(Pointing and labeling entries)
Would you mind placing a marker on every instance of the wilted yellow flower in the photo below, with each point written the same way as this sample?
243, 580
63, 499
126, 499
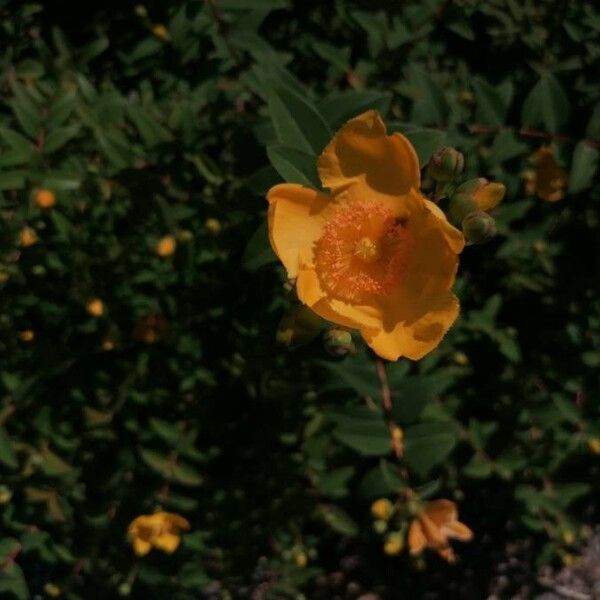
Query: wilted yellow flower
434, 526
27, 335
372, 254
548, 180
594, 445
27, 237
166, 246
160, 530
213, 226
382, 509
95, 307
160, 31
393, 544
44, 198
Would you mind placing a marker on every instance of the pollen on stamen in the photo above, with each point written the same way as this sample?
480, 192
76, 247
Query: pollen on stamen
363, 252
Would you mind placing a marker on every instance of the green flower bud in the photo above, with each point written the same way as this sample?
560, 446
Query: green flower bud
298, 326
446, 164
338, 342
478, 227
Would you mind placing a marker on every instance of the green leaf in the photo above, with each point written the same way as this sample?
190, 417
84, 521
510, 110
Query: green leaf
583, 167
7, 454
361, 429
293, 165
297, 122
339, 520
547, 105
12, 582
490, 108
427, 445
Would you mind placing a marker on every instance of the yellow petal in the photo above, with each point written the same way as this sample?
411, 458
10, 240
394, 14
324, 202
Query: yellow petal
355, 316
459, 531
141, 547
416, 537
167, 542
441, 512
413, 328
363, 157
296, 216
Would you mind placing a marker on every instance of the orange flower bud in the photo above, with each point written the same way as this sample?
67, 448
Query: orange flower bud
28, 237
166, 246
44, 198
95, 307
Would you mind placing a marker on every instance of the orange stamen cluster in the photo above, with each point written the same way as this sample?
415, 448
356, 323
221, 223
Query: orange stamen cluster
362, 253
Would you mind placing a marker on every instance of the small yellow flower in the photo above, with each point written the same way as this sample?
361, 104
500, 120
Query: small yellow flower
166, 246
27, 335
394, 543
95, 307
382, 509
52, 590
160, 530
213, 226
372, 253
44, 198
28, 237
160, 31
594, 445
548, 180
434, 526
300, 559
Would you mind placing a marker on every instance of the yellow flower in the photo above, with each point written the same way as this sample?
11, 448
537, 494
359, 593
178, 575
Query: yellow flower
160, 31
434, 526
166, 246
594, 445
549, 180
27, 237
382, 509
213, 226
27, 335
394, 543
95, 307
160, 530
44, 198
372, 254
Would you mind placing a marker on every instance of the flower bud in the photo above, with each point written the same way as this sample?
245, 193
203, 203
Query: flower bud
446, 164
478, 227
394, 543
338, 342
382, 509
461, 205
298, 326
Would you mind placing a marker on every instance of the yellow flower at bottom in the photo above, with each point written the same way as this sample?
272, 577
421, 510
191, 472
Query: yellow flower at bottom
434, 526
160, 530
373, 254
166, 246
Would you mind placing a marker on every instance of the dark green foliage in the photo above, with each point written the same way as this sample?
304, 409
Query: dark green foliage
177, 396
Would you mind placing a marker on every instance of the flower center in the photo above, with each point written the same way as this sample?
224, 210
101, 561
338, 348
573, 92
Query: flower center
367, 249
363, 253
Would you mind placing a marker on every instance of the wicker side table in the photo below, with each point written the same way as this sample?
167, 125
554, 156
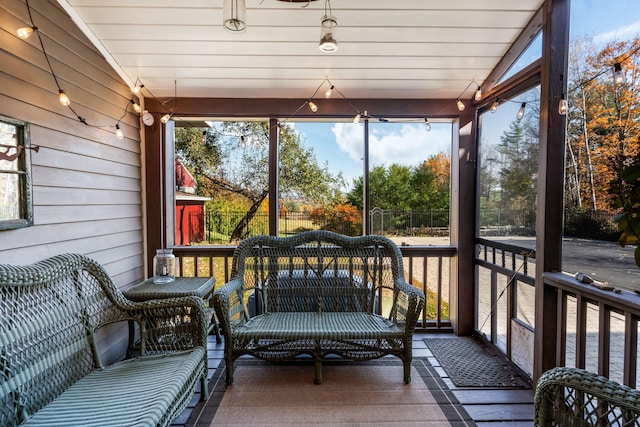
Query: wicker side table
183, 286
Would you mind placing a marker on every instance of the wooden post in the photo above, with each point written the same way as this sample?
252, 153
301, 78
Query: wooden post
549, 225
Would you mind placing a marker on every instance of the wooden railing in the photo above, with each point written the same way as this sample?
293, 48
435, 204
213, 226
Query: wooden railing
426, 267
596, 329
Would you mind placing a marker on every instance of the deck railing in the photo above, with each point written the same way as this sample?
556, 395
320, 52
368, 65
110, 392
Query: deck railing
596, 329
426, 267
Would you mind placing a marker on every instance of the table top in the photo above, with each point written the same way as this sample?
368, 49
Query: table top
182, 286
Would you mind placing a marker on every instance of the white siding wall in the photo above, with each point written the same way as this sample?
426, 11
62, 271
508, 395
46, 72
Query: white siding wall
86, 183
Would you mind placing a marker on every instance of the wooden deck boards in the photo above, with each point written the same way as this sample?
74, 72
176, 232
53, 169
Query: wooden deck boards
488, 407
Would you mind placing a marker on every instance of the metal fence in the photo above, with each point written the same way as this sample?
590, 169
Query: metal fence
219, 225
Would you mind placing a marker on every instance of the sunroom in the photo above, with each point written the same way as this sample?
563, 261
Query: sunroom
99, 172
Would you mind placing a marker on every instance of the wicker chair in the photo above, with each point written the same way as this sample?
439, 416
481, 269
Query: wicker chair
318, 293
575, 397
51, 372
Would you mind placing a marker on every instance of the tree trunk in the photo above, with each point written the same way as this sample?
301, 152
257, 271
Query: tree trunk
588, 153
240, 232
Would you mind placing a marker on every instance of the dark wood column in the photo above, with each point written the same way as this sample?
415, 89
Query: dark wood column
274, 176
158, 205
463, 219
550, 179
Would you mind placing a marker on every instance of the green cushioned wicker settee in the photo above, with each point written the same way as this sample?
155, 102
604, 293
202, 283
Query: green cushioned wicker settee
317, 293
51, 373
575, 397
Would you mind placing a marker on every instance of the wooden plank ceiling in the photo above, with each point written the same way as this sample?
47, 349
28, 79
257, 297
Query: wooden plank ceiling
386, 49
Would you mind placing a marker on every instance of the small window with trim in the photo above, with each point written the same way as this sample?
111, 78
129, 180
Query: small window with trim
16, 208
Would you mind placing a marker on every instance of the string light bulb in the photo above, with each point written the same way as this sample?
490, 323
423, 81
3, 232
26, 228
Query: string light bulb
64, 99
478, 94
234, 15
328, 93
137, 88
618, 74
136, 107
26, 32
119, 133
563, 106
520, 113
328, 26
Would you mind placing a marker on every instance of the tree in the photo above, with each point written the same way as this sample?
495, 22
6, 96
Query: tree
603, 123
400, 187
231, 158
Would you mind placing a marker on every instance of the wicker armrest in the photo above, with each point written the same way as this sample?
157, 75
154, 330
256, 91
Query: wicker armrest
572, 396
228, 302
170, 324
407, 305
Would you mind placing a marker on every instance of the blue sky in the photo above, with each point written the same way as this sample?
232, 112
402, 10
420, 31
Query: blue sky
339, 145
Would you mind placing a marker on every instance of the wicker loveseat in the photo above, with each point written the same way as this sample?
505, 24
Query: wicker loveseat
317, 293
575, 397
51, 373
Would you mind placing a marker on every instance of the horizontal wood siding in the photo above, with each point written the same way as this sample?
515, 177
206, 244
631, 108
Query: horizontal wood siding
86, 183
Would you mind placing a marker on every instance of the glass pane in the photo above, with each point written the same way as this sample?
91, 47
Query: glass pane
602, 142
508, 168
222, 182
409, 180
15, 199
10, 197
317, 170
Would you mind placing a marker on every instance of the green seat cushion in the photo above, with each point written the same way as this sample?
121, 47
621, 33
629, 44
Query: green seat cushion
133, 392
297, 325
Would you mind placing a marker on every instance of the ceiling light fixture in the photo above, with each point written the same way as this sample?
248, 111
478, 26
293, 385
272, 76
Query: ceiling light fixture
328, 25
64, 99
329, 92
26, 32
234, 14
478, 94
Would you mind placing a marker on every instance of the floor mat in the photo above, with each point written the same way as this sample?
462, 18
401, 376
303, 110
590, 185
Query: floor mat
468, 363
362, 393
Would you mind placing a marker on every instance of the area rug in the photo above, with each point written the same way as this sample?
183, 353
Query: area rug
468, 363
353, 394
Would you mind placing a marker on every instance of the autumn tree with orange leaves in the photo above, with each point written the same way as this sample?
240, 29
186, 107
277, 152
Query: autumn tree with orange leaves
603, 124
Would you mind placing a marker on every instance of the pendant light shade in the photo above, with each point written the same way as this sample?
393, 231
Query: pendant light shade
234, 15
328, 25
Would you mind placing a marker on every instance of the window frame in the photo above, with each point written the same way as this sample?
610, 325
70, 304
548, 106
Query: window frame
23, 138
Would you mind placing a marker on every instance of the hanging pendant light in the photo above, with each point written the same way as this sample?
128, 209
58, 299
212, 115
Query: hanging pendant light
328, 25
234, 15
520, 113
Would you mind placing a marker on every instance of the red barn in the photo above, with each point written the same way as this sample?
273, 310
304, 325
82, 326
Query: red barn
190, 209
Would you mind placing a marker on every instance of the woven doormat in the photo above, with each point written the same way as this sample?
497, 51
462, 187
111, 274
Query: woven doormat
468, 363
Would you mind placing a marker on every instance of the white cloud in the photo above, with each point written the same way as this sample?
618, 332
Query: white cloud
622, 33
406, 144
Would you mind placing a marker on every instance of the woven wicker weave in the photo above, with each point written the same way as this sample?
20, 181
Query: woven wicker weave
318, 293
575, 397
50, 368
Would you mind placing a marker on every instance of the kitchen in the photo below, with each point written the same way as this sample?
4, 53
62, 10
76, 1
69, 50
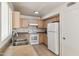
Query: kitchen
36, 29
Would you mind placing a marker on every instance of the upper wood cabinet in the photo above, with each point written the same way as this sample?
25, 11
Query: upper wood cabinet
16, 19
24, 23
40, 24
41, 37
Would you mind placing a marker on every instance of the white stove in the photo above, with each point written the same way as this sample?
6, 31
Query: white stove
34, 38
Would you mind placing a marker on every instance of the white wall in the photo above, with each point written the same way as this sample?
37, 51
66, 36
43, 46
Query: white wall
30, 19
6, 21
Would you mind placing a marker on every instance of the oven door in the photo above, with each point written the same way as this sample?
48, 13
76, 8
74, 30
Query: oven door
34, 39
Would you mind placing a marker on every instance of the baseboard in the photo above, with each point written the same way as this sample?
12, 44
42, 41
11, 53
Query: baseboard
5, 44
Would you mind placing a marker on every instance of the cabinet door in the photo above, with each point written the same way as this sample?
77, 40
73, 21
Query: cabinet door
41, 38
45, 24
40, 24
16, 19
24, 23
45, 39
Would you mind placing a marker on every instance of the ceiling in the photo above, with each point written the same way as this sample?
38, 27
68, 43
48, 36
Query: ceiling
28, 8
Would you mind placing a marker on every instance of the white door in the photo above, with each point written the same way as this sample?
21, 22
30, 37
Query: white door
70, 31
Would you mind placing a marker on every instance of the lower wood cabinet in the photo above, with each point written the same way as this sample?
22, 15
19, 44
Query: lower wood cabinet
43, 38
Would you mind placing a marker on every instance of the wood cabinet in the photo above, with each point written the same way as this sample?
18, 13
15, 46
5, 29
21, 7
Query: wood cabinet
45, 40
40, 24
16, 19
41, 38
45, 24
24, 23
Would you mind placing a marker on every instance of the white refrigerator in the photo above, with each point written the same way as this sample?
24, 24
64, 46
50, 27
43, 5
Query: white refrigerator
53, 37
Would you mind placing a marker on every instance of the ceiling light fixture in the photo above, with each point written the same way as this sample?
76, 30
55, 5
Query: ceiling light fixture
36, 12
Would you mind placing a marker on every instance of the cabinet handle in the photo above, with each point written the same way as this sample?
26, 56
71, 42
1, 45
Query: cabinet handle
64, 38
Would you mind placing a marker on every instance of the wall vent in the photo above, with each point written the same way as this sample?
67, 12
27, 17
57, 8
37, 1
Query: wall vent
70, 4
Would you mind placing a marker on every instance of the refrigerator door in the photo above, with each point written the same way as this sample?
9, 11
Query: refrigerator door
53, 43
52, 27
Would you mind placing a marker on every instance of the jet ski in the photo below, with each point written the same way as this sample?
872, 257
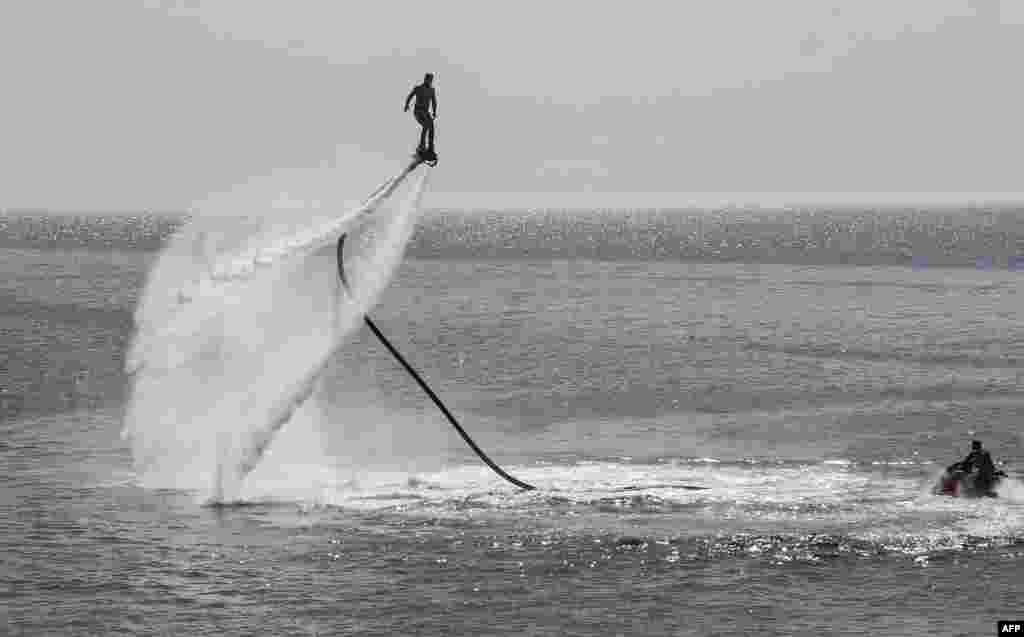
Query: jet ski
957, 482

> _Exercise task_
Each line from the one containing "of the lower" through the last line of the listing is to be given again exactly, with no pictures and no other lines.

> _Output for this task_
Would you mind placing a marker on every instance of the lower wood cabinet in the photo above, with each point written the same way as this sample?
22, 15
19, 44
Query: lower wood cabinet
43, 38
Would you mind placing a marker on every instance of the wood cabinet in the photo above, with each point written the same way as this sample?
18, 13
15, 46
5, 29
21, 7
Query: wood cabinet
45, 40
40, 24
16, 19
41, 38
45, 24
24, 23
Would you mind placing a marker on every instance of the white refrigerator in the photo above, with each point written the same way as this sample?
24, 24
64, 46
50, 27
43, 5
Query: white refrigerator
53, 37
Would you mind placing a marker on every instance of the ceiling light fixture in the photo above, with each point written the same way as this sample?
76, 30
55, 5
Query: ceiling light fixture
36, 12
Would you mind placing a marker on every instance of the cabinet handle in the photo above, with each point written the same way as this sample?
26, 56
71, 42
1, 45
Query: cabinet handle
64, 38
Would you mind placing a marker on every instance of the wall vent in the photo above, with each point written the same way as this sample?
67, 12
27, 17
57, 8
37, 1
Query: wall vent
70, 4
Would you mind placing a marker on every instance of the refrigerator door in the photo above, with each point written the same way as this sample?
9, 11
Query: refrigerator door
53, 43
52, 27
Would you mind placing a marker on every instance of the jet ski in the photo below, with each point written the same way as this sample?
872, 257
Query: jet ski
957, 482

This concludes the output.